▸ To be done
Write out exactly the lines below that run from the line containing "Shelf-audit tool: tag the acacia" through the last line of the records.

--- Material for this exercise ---

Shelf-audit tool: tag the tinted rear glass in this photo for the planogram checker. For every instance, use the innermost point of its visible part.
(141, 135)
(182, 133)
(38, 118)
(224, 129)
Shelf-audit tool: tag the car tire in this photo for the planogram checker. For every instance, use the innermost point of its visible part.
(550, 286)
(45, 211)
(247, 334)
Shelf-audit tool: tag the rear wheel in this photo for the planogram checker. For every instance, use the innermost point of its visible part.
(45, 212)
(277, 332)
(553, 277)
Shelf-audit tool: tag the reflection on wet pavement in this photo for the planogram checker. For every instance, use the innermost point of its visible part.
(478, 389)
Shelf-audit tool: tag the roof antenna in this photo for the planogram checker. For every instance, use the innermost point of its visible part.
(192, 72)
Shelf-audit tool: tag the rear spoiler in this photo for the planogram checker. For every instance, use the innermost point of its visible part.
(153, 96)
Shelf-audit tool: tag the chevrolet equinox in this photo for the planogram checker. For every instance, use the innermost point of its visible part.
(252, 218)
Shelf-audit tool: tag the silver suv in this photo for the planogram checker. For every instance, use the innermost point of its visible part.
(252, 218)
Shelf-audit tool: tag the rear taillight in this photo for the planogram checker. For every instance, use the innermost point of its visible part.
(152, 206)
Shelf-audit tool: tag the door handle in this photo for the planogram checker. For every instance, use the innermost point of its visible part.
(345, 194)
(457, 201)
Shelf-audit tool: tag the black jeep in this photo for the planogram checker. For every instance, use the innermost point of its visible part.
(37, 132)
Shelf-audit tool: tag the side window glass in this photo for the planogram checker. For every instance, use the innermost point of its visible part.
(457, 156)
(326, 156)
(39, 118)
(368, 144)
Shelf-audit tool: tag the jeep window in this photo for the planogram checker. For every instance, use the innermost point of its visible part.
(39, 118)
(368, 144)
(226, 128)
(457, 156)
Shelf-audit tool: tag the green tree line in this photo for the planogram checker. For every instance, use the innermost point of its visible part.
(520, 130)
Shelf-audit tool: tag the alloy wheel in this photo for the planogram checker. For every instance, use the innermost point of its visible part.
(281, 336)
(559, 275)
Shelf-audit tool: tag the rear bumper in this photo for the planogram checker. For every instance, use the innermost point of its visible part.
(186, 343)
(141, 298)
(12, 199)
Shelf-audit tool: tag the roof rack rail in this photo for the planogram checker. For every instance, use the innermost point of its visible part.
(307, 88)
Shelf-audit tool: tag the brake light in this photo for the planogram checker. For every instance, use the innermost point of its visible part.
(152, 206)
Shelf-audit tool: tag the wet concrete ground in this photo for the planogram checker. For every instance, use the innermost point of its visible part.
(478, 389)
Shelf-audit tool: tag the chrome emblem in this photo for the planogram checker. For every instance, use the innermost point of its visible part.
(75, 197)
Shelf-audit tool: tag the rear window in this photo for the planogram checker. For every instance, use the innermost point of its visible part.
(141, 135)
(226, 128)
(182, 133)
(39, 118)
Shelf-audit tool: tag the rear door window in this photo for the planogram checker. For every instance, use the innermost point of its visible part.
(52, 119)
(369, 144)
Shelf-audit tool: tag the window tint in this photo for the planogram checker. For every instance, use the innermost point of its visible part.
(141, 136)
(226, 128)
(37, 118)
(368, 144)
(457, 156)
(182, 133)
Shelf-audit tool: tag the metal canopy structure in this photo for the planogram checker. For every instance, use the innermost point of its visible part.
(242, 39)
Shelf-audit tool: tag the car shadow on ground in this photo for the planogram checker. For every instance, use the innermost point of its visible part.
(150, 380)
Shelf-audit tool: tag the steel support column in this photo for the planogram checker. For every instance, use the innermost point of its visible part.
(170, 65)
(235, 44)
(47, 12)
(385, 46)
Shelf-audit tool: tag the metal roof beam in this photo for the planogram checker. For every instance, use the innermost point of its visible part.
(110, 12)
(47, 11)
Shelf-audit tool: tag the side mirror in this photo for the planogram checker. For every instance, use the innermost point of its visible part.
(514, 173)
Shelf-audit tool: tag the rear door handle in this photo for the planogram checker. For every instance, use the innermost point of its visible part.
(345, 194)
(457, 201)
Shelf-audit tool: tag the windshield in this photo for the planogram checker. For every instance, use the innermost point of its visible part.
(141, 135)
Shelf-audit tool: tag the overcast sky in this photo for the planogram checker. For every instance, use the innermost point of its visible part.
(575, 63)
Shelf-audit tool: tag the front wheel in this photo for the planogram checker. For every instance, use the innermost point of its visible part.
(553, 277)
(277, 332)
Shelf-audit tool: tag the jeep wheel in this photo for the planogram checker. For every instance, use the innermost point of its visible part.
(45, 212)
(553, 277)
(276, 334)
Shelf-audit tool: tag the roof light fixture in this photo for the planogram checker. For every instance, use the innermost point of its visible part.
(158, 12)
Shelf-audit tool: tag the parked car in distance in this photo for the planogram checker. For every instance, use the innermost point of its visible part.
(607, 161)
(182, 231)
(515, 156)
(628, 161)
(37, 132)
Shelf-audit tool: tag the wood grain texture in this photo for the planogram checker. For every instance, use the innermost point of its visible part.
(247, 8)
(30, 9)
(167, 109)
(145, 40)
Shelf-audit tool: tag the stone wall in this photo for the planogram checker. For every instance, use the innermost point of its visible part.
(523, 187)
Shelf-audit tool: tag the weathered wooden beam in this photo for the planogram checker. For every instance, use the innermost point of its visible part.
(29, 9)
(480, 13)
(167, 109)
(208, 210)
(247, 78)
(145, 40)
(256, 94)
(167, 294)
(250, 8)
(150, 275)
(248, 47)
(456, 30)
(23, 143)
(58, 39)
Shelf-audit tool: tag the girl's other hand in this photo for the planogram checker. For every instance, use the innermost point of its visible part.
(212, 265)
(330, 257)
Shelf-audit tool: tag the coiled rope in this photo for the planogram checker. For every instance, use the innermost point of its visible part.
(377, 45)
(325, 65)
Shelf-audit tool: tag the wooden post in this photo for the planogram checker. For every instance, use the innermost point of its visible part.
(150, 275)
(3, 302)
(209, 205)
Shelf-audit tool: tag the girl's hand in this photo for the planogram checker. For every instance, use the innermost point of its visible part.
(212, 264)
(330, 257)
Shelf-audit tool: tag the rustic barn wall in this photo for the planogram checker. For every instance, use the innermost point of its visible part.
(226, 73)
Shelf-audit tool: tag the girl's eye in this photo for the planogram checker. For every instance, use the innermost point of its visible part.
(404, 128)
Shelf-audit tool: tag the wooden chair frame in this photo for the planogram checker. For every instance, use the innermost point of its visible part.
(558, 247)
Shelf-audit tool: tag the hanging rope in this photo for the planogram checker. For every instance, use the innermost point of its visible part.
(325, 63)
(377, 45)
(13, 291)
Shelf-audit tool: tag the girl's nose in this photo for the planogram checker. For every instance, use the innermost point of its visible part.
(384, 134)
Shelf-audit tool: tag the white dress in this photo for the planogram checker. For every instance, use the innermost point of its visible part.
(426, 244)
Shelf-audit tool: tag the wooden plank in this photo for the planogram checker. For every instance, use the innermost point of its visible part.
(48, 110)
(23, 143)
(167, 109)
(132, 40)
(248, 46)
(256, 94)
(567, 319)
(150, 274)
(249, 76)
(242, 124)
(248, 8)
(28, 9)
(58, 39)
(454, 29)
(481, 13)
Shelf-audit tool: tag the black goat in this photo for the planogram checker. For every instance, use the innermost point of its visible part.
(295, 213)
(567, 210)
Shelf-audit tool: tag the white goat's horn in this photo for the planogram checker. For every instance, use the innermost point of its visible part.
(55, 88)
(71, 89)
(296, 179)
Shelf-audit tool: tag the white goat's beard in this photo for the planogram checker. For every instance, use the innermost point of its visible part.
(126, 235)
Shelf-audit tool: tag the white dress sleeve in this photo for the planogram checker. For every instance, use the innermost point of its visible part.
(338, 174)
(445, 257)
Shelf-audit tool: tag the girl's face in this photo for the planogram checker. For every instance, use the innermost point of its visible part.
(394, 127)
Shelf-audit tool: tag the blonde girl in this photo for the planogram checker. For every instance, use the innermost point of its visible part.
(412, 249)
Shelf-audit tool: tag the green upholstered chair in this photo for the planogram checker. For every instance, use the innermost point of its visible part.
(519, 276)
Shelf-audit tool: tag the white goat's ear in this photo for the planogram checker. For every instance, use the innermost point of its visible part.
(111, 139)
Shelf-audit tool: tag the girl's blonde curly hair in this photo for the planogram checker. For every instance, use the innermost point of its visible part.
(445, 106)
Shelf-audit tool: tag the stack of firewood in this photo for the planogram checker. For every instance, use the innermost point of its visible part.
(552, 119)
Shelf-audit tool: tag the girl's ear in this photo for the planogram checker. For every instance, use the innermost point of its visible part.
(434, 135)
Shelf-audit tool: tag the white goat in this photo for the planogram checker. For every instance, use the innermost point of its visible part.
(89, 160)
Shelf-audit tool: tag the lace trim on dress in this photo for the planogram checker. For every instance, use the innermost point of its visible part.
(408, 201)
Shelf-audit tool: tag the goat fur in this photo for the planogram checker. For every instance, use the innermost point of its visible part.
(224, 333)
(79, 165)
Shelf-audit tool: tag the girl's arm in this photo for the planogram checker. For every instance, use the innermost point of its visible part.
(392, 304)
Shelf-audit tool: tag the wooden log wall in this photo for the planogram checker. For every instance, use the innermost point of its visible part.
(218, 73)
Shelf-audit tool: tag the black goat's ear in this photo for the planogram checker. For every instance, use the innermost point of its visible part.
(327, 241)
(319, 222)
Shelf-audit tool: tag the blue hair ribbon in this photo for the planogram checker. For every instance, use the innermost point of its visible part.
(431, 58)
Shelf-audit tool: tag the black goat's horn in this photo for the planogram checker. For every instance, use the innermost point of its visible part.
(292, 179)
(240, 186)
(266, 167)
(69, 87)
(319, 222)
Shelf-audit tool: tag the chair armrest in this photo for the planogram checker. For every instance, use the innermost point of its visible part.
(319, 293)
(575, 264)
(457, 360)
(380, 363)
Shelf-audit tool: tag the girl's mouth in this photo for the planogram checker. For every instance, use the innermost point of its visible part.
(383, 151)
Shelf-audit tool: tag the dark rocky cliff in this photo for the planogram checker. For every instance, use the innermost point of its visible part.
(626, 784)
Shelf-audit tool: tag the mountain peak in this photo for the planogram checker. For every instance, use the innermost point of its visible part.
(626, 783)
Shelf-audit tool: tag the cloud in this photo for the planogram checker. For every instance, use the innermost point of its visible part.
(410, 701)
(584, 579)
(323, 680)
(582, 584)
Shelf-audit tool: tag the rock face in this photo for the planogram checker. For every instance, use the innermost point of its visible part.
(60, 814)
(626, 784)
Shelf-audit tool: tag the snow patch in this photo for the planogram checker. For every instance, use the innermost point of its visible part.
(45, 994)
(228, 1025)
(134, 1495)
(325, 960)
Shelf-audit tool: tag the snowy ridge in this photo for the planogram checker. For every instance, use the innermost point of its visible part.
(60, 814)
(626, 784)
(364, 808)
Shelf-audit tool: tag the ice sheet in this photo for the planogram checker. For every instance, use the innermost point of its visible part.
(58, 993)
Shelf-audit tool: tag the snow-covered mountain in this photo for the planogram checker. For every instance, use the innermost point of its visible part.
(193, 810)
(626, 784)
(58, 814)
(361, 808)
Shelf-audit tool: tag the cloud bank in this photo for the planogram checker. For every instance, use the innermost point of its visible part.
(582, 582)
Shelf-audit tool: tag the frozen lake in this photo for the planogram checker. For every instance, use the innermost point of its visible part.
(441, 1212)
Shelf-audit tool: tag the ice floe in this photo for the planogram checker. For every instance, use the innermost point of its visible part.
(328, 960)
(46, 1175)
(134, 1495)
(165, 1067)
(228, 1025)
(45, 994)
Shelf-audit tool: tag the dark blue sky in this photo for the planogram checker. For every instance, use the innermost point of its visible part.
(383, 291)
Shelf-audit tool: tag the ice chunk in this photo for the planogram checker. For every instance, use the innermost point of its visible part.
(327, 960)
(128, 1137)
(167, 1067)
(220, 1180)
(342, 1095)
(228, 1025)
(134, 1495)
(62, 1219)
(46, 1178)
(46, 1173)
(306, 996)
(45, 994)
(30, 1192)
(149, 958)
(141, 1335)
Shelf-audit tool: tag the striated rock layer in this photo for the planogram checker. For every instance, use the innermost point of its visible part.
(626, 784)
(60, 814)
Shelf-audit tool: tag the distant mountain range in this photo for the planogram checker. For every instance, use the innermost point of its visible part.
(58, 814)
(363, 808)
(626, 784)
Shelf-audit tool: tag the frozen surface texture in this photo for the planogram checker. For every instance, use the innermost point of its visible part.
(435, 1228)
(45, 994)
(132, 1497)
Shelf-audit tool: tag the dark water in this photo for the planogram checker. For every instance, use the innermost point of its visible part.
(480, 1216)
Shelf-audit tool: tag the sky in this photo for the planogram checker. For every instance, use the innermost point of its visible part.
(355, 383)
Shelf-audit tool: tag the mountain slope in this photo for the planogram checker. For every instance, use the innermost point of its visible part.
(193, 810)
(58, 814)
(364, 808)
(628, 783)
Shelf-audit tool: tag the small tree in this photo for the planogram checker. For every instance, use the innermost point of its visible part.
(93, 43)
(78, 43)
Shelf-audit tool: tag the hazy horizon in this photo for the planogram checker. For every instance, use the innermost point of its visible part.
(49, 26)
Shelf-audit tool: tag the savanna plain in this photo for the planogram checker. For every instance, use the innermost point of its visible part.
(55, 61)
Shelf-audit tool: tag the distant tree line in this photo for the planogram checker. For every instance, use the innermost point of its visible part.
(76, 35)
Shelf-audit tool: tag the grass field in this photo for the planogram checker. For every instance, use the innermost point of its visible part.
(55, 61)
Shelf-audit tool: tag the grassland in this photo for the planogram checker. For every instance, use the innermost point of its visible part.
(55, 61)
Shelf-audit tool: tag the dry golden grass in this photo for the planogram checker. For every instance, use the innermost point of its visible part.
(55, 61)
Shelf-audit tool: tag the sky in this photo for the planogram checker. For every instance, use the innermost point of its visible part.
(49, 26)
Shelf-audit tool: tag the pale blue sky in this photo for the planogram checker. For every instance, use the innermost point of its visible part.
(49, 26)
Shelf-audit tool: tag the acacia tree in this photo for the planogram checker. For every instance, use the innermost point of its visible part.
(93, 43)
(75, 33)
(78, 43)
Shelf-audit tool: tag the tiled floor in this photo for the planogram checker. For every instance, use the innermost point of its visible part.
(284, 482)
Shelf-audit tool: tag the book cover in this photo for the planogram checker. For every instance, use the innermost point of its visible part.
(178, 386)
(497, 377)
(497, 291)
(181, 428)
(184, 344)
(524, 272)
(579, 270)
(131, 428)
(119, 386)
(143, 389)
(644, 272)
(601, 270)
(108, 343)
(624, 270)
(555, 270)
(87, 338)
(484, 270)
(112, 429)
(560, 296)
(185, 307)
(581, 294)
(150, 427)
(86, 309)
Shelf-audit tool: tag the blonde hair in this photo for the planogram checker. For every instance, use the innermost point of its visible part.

---

▸ Solution
Shelf-audit tool: tag the acacia tree in this photo for the planogram checker. For every instance, use the innermost point of its visible part.
(93, 43)
(75, 33)
(78, 43)
Shelf-audit tool: tag the tiled floor in this photo for the planogram checker. For every instance, use the innermost point of its visible part.
(284, 482)
Shelf-audit tool: tag the book cover in this photo for the planogram checker. For every instance, use the innermost point of its visible part.
(178, 386)
(497, 377)
(497, 291)
(181, 428)
(184, 344)
(524, 272)
(579, 270)
(131, 428)
(119, 386)
(143, 389)
(644, 272)
(601, 270)
(108, 343)
(624, 270)
(555, 270)
(87, 338)
(484, 270)
(112, 429)
(560, 296)
(185, 307)
(581, 294)
(150, 427)
(86, 309)
Shelf-audit tool: tag the blonde hair in this photo for the planogram checker. For every instance, use the innermost point of its visible part.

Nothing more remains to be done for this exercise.